* **Supplied passage**
There are many in the entertainment press who are framing this whole horrific collision of just causes as if it only mattered whether or not Parker’s progress toward the Oscars will be derailed. That is like talking about retired NFL players with permanent brain damage as having a potential deleterious effect on beer sales at NFL stadiums.
There is no place here for anyone of good will to stand in the collision brought to us by Parker’s “Birth of a Nation.” Righteousness is intrinsic to both sides.
The newer side is the increasingly prominent claims of a “rape culture” which is becoming more undeniable with each passing week. All the old sexual assumptions are collapsing in the spotlight. The Internet is bringing on a new kind of “history written with lightning.”
What all decent people have to grant is that it’s as far from grand as it once was in American culture to see Griffith’s seminal glorification of those with hoods and white sheets.
TEMPO VS. CONTENT
It is wrong to equate accusation with conviction. But those putting the spotlight on “rape culture” are never going to back off from their position that in a male-dominated America, every way to evade responsibility for sexual abuse has been exploited for decades. It is hard to argue that the spotlight is long overdue for shining in a lot of places where it was never permitted before.

* **Extracted material**
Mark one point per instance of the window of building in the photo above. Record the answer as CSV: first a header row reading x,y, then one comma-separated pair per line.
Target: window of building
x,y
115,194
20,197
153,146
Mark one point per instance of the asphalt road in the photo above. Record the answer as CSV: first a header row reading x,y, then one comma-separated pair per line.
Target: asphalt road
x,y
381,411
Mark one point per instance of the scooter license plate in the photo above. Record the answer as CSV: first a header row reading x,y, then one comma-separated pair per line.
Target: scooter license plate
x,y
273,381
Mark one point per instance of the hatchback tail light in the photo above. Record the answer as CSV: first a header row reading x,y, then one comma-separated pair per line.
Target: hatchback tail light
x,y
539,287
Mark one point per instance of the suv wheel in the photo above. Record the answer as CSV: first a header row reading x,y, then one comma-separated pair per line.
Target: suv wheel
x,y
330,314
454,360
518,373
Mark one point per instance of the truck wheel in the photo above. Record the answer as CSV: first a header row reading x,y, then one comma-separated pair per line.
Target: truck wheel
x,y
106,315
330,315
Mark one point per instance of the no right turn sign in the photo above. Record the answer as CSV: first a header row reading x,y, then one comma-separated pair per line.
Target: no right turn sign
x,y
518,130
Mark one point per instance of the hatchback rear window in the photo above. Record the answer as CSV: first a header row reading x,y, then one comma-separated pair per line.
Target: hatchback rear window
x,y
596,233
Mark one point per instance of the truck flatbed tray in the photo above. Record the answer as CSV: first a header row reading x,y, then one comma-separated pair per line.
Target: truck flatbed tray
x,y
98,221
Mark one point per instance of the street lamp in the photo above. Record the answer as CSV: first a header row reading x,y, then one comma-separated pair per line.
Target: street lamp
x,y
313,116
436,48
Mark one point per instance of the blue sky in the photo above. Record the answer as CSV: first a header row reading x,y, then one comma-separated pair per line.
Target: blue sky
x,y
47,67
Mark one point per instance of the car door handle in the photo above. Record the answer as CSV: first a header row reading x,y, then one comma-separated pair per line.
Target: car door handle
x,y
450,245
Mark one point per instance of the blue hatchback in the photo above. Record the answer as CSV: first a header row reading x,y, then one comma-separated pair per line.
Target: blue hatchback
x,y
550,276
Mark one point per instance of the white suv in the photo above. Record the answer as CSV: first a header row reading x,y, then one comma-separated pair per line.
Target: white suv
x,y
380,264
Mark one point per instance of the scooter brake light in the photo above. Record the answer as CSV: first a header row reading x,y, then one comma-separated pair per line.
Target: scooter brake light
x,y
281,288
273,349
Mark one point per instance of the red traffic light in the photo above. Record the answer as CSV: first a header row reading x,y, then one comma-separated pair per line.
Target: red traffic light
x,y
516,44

==

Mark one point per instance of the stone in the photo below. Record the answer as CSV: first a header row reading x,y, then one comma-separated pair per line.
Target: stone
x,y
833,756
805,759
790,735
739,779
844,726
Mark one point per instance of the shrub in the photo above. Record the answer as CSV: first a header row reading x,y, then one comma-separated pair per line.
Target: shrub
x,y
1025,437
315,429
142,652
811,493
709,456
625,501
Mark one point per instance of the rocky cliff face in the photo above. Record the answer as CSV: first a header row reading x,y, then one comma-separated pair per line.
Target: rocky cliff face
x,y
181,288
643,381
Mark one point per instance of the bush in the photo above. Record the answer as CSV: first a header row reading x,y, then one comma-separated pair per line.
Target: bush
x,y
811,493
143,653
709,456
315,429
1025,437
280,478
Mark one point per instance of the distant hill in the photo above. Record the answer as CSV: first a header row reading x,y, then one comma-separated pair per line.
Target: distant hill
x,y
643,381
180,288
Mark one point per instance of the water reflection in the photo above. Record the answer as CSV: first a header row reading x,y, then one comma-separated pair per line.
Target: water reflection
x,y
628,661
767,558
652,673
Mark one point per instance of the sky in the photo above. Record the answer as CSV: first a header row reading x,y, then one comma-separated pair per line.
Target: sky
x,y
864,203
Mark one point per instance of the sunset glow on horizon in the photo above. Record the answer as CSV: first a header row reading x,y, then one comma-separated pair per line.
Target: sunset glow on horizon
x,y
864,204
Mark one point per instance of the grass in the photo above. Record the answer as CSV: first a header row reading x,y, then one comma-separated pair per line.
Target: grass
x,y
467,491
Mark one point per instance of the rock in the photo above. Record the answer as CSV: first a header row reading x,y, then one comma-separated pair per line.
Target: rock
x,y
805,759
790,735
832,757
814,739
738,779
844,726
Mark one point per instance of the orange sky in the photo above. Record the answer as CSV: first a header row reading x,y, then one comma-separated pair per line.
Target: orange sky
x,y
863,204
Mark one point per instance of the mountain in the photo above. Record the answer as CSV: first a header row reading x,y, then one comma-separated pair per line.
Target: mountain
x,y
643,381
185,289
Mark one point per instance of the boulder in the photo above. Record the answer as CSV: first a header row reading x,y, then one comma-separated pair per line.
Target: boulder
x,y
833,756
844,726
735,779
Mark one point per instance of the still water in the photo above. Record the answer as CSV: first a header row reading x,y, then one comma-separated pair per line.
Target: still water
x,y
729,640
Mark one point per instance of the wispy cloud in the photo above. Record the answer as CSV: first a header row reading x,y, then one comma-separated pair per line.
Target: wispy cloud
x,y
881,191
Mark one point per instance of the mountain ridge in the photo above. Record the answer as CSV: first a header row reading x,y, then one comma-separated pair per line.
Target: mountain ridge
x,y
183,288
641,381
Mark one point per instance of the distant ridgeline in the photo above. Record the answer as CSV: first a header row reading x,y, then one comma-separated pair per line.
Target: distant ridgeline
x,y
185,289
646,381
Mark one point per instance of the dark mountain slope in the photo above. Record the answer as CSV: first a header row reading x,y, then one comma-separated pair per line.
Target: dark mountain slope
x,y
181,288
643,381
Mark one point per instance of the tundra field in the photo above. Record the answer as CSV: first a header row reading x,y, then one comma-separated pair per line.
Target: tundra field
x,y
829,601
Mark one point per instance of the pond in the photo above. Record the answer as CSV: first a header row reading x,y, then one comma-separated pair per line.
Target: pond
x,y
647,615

* **Given instruction A**
Answer these about the commentary on Parker's film:
(i) According to the commentary, what do many in the entertainment press treat as the only thing that matters?
(ii) What does the commentary identify as the newer side of the collision?
(iii) What does it say the Internet is bringing on?
* **Given instruction B**
Proceed with the commentary on Parker's film, continuing it from its final sentence.

* **Expected output A**
(i) Whether Parker's progress toward the Oscars will be derailed.
(ii) The increasingly prominent claims of a "rape culture."
(iii) A new kind of "history written with lightning."

* **Expected output B**
The bigger thing to acknowledge is how many areas of sports and entertainment presume access to sex and willing women to be a natural professional perk. We have all been looking at those things the same way for so long that it’s impossible for many to see the ugliness that should now be obvious.
Fifteen years ago, liberals would have told you: 1) it would be 50 years at least before we’d see a black president; 2) same sex marriage would take just as long to arrive and 3) legalization of recreational pot was just as unlikely.
In the sickening collision of two just causes awakened by “Birth of a Nation,” which one should give first?
There is no way to discuss that as a substantive issue. There is only the tempo of change. It is going to happen. It already is.
The burden, though, of sympathy is probably now on those unwilling to allow change to be slow. In the Internet Age, speed of access is immediate.
If only human beings were built to change that radically, that quickly.